REQUIREMENTS: Repeat the listing below word for word, starting at the line that contains "of the shadow" and continuing through its final line.
═══
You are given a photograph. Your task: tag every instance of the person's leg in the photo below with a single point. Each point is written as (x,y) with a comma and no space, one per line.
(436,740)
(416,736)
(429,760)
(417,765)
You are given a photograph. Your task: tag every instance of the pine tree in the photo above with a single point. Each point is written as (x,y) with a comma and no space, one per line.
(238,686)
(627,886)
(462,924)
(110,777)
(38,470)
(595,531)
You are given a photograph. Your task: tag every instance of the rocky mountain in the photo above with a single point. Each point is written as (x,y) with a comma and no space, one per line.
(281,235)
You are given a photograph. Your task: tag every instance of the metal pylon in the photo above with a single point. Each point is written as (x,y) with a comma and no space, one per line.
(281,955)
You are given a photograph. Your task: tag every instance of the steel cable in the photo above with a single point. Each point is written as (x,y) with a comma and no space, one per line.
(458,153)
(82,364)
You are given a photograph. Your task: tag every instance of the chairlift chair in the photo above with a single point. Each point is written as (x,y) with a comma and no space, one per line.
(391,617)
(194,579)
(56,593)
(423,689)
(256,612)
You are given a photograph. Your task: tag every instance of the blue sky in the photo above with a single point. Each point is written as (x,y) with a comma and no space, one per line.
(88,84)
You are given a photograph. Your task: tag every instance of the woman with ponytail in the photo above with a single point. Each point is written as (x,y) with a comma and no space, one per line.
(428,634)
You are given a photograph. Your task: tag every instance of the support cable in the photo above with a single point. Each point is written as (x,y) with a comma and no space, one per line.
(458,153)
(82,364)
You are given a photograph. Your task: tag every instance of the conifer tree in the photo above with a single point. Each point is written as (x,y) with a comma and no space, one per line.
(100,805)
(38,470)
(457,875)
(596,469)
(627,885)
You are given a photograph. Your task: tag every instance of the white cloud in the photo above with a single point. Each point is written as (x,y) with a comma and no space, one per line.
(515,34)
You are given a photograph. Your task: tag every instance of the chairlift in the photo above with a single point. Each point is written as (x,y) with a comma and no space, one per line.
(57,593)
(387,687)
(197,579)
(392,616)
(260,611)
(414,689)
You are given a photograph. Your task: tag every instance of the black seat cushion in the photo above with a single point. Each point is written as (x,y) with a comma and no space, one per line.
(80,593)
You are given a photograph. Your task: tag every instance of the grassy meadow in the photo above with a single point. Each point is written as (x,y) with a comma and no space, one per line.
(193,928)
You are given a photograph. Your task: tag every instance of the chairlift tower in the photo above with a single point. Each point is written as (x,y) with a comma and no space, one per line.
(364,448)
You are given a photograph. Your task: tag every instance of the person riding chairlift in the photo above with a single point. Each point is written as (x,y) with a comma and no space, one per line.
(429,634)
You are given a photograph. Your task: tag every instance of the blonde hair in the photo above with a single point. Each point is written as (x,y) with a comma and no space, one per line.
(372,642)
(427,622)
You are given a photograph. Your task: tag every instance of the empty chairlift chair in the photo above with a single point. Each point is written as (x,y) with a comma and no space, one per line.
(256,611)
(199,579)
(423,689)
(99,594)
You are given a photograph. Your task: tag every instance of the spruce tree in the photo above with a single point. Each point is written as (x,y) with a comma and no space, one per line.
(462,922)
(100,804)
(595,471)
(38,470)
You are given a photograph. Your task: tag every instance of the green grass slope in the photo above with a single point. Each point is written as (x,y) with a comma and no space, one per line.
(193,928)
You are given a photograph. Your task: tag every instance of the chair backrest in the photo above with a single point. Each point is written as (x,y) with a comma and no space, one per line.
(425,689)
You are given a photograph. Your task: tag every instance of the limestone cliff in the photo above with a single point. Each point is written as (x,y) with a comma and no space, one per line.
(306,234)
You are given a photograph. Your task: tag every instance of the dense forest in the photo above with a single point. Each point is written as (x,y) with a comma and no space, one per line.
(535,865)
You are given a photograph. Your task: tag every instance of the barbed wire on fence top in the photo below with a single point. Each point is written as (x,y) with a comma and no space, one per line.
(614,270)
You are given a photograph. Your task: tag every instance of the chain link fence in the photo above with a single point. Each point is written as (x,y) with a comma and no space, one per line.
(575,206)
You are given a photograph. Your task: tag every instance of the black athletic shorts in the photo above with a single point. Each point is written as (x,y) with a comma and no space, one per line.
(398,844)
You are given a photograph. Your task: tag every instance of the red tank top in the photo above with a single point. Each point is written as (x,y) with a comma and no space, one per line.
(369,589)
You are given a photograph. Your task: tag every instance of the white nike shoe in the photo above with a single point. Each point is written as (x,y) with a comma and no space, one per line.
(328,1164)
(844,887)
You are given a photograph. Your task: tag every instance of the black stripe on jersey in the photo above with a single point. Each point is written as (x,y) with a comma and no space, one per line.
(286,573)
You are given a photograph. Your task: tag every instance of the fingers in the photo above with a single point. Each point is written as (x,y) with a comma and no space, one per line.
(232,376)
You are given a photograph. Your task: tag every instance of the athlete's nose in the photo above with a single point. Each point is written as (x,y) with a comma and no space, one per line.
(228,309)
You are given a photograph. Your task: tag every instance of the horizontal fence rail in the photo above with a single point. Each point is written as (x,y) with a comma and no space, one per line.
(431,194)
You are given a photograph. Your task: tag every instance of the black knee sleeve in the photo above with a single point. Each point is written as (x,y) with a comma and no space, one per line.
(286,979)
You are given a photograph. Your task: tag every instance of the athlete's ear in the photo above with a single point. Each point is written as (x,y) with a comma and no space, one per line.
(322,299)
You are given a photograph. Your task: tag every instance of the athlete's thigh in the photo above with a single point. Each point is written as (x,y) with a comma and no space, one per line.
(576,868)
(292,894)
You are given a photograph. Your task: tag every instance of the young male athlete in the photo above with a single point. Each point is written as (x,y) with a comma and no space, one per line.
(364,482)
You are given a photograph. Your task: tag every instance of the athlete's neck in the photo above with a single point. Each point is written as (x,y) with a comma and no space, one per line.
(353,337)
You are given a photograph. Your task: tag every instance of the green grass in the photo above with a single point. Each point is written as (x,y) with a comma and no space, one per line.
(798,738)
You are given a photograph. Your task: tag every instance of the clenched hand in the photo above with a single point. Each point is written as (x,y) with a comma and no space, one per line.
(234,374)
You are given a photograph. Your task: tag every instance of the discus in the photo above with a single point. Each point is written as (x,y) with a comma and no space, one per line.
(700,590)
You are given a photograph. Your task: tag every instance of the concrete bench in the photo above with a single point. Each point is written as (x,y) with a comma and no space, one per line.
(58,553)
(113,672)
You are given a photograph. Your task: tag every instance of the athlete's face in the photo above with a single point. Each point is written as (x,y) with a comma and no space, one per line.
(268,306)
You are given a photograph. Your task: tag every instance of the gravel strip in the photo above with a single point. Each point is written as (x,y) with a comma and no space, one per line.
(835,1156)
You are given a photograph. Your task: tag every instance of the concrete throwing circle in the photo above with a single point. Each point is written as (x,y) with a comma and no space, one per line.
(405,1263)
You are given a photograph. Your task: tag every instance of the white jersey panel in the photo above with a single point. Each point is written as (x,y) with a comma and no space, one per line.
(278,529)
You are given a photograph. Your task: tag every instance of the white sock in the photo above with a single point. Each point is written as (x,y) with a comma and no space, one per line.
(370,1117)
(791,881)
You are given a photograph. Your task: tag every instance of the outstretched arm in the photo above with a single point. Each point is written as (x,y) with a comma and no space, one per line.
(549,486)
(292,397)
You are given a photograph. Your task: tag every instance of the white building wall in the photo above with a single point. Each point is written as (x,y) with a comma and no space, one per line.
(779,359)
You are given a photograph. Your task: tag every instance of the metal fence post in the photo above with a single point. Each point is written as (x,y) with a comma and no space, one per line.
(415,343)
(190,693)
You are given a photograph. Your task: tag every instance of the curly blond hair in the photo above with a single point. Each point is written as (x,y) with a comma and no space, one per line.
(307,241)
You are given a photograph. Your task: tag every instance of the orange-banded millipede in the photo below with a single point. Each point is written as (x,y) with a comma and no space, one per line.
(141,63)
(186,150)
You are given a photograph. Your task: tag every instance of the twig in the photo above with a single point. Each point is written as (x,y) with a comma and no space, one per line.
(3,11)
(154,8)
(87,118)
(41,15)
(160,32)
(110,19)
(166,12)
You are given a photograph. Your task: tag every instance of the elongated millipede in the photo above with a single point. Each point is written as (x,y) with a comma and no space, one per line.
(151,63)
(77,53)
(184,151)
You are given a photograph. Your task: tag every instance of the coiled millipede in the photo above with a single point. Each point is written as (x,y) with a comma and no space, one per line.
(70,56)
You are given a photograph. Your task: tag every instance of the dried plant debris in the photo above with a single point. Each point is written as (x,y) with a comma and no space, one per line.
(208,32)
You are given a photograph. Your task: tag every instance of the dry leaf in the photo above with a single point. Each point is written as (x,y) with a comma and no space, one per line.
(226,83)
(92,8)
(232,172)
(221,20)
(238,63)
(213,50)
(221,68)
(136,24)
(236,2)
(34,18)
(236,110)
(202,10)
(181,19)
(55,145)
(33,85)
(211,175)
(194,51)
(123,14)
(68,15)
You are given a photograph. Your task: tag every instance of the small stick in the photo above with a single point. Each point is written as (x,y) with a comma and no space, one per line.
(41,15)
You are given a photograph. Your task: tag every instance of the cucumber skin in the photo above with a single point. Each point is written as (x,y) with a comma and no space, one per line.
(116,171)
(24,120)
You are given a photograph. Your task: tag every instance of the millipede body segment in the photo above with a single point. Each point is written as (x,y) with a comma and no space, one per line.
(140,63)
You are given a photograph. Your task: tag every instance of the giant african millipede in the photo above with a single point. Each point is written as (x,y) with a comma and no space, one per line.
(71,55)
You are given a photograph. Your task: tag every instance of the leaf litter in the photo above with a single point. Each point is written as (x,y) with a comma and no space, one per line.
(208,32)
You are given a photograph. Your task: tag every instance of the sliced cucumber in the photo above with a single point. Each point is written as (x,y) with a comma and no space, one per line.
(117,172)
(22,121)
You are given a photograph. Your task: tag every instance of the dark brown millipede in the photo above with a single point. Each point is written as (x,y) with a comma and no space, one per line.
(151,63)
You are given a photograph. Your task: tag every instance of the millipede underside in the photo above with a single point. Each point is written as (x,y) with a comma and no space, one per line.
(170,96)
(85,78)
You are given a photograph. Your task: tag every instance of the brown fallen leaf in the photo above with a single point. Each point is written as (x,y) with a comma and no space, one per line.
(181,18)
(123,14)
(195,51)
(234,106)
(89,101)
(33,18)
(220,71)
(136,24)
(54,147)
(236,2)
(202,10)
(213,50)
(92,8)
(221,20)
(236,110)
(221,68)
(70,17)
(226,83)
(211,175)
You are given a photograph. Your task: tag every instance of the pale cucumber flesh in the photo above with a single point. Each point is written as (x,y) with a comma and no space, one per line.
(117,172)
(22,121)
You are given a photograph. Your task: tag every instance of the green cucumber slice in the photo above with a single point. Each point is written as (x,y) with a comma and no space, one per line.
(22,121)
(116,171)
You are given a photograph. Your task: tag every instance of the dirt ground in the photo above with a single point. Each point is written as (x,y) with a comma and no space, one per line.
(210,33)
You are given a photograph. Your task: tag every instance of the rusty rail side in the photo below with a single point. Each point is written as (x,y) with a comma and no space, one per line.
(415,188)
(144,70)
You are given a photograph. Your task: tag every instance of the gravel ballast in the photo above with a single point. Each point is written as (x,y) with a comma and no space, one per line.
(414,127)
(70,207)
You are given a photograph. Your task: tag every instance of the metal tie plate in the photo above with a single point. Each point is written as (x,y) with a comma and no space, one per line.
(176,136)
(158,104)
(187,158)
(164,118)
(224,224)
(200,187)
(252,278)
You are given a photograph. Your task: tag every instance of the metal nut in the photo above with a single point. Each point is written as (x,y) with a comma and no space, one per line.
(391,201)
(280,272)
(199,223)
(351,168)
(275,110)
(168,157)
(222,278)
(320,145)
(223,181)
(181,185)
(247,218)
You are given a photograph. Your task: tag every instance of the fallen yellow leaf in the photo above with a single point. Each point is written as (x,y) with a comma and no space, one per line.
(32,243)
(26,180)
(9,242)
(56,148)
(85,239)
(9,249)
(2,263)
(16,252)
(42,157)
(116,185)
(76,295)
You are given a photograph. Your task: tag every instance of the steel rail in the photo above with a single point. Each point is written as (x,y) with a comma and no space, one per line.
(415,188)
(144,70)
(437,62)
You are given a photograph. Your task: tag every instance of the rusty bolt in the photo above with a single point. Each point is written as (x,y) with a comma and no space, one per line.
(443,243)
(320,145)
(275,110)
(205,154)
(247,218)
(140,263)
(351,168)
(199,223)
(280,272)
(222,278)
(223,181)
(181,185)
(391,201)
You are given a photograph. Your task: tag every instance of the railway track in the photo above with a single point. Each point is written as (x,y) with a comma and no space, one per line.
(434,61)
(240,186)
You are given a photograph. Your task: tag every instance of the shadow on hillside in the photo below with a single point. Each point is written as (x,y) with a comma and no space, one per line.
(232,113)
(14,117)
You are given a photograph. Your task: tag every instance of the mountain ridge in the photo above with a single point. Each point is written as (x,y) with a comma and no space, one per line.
═══
WRITTEN REPLY:
You are given a photograph. Your task: tag every instance of the shadow on hillside in the photo below with a single point. Each point is written as (x,y) with a comma and no space, one per line.
(232,113)
(14,117)
You are given a photograph. Your task: tag every instance of the mountain ridge in the photo above with a single point. Each point is written as (x,y) with a comma and no space, one per line.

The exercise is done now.